A confusão[30] supracitada pode ser designada quando uma espécie de mistura entre o patrimônio da sociedade e a do sócio, ou seja, quando não é possível diferenciar se determinado bem é do sócio ou da sociedade. A confusão dá-se quando a qualidade do credor e de devedor venham a reunir-se na mesma pessoa[31].
Na extensão da desconsideração, a confusão[32] está conectada a uma interpretação funcional da pessoa jurídica, como afirmam Comparato – Salomão[33]. Até porque um dos propósitos da criação da personalidade jurídica é o da constituição de separação patrimonial entre ela e os membros que a compõem. Assim, ocorrendo a confusão patrimonial, há um nítido desvio de sua função e, neste caso, poderia ser alcançado pelo instituto.

Pedido feito → Responda sim ou não para cada afirmação sobre o texto para ler e cite, sem mudar nada, as palavras do texto que decidem: (a) a confusão acontece quando não dá para saber se um bem é do sócio ou da sociedade; (b) a criação da personalidade jurídica não tem nada a ver com separar patrimônios; (c) a confusão se dá quando credor e devedor são a mesma pessoa.

Lista →
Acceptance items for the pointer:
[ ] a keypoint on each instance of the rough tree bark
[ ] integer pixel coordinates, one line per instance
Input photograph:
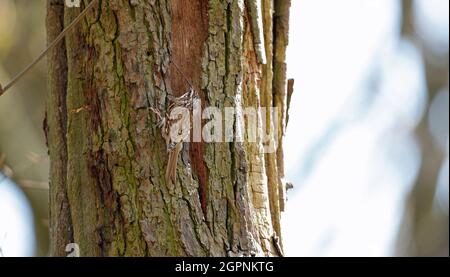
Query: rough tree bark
(107, 188)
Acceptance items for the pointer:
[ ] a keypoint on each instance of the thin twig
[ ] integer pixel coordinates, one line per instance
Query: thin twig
(49, 47)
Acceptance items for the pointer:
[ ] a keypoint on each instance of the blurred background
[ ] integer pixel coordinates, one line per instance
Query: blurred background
(367, 146)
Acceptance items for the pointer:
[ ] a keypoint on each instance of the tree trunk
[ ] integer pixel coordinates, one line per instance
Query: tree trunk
(108, 158)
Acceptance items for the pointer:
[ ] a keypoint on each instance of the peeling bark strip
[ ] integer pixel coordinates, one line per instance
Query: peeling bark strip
(61, 232)
(108, 157)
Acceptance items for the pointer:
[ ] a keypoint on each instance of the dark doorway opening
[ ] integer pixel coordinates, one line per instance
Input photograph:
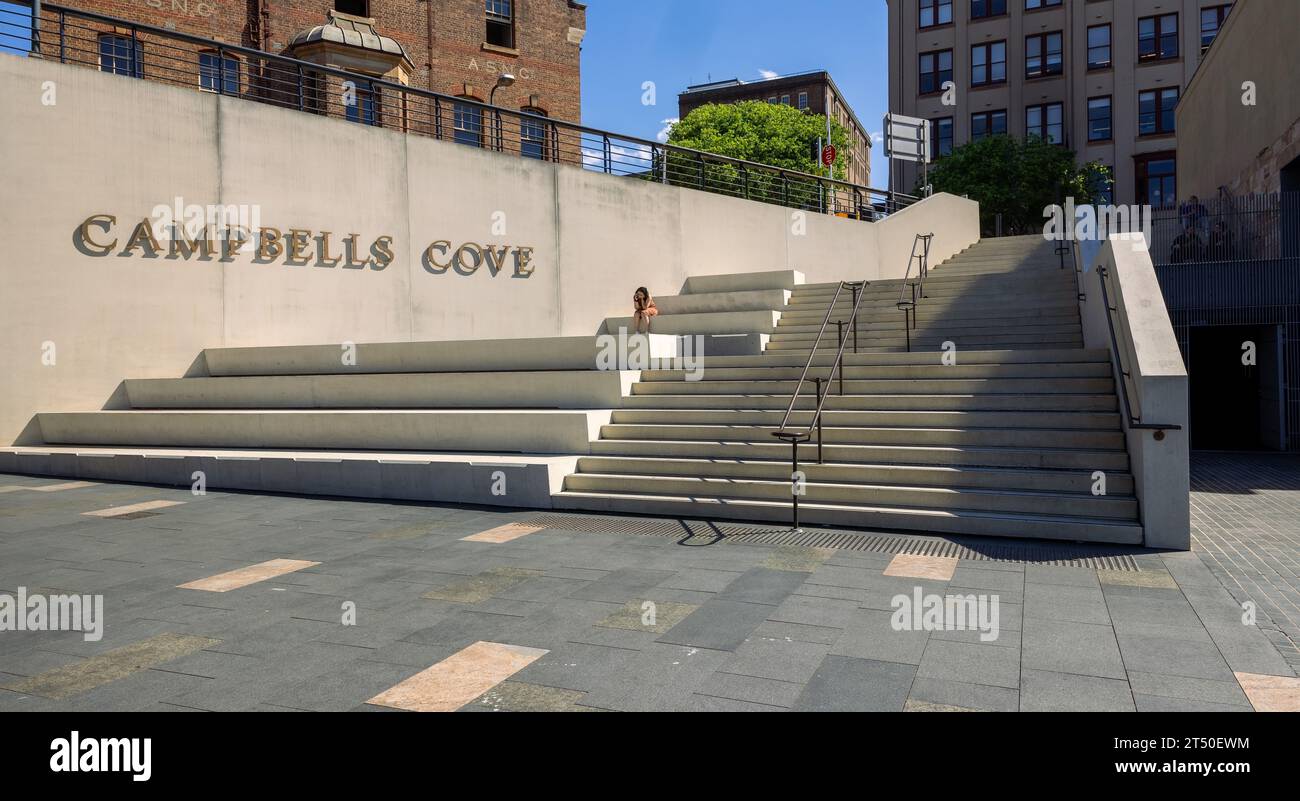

Resposta completa →
(a) Sim: "quando não é possível diferenciar se determinado bem é do sócio ou da sociedade".
(b) Não: "um dos propósitos da criação da personalidade jurídica é o da constituição de separação patrimonial entre ela e os membros que a compõem".
(c) Sim: "A confusão dá-se quando a qualidade do credor e de devedor venham a reunir-se na mesma pessoa".